[Location identification items]

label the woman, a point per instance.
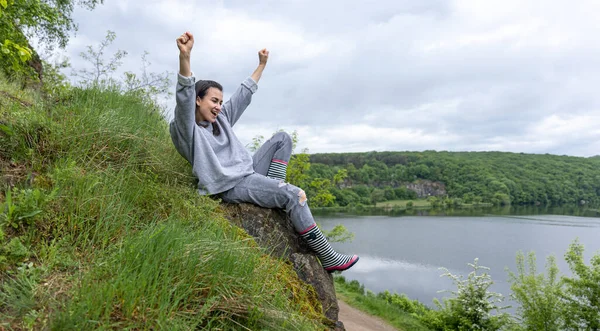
(201, 131)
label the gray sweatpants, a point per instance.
(273, 193)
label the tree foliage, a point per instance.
(49, 21)
(494, 177)
(473, 305)
(539, 295)
(582, 290)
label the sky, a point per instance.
(386, 75)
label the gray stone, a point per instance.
(273, 231)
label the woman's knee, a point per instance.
(295, 195)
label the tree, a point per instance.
(319, 193)
(49, 21)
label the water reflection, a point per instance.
(418, 281)
(404, 254)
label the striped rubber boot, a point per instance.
(330, 260)
(277, 169)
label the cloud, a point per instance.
(391, 75)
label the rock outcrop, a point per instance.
(425, 188)
(274, 232)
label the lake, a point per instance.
(403, 254)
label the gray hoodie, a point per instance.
(219, 162)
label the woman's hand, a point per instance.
(263, 56)
(185, 42)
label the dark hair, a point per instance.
(201, 87)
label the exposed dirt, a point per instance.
(356, 320)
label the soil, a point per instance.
(356, 320)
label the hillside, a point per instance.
(496, 177)
(101, 227)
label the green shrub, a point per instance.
(538, 295)
(472, 306)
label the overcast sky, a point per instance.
(386, 75)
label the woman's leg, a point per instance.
(271, 193)
(272, 157)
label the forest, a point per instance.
(500, 178)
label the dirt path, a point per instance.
(356, 320)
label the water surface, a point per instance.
(403, 254)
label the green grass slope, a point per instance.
(101, 228)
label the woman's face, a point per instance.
(209, 107)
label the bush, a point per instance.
(472, 305)
(582, 291)
(539, 295)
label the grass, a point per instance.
(402, 317)
(101, 228)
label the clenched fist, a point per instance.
(185, 42)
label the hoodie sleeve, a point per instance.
(182, 126)
(239, 101)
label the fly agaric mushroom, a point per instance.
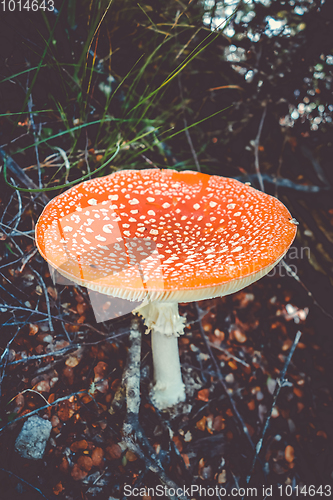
(162, 237)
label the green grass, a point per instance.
(141, 113)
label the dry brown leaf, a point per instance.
(100, 370)
(77, 473)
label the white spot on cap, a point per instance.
(107, 228)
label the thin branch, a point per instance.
(47, 300)
(221, 380)
(24, 481)
(188, 137)
(134, 435)
(297, 278)
(22, 176)
(256, 150)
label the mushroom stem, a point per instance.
(165, 324)
(168, 387)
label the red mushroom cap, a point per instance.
(181, 236)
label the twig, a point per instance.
(229, 354)
(86, 156)
(34, 128)
(188, 137)
(256, 150)
(22, 176)
(281, 381)
(24, 481)
(284, 183)
(134, 436)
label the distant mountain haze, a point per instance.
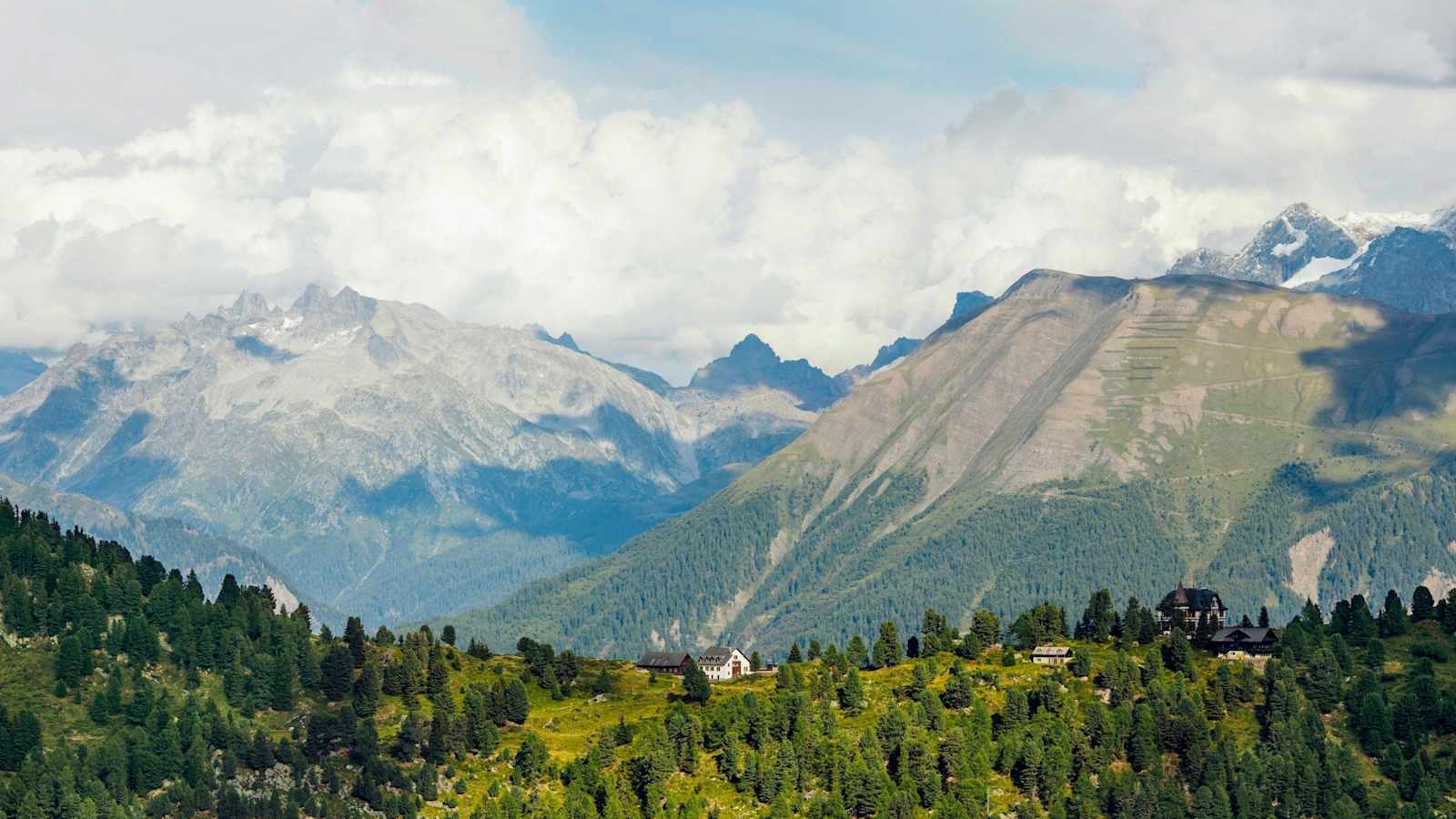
(16, 370)
(388, 460)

PROBLEM TO WORK ON.
Transcribe the records word for word, starting at the line with "label the distant" and continuing through the end of the records. Leave the pictures out of your answer.

THE SOLUTION.
label the distant mountain haze, a point per instance.
(16, 370)
(388, 460)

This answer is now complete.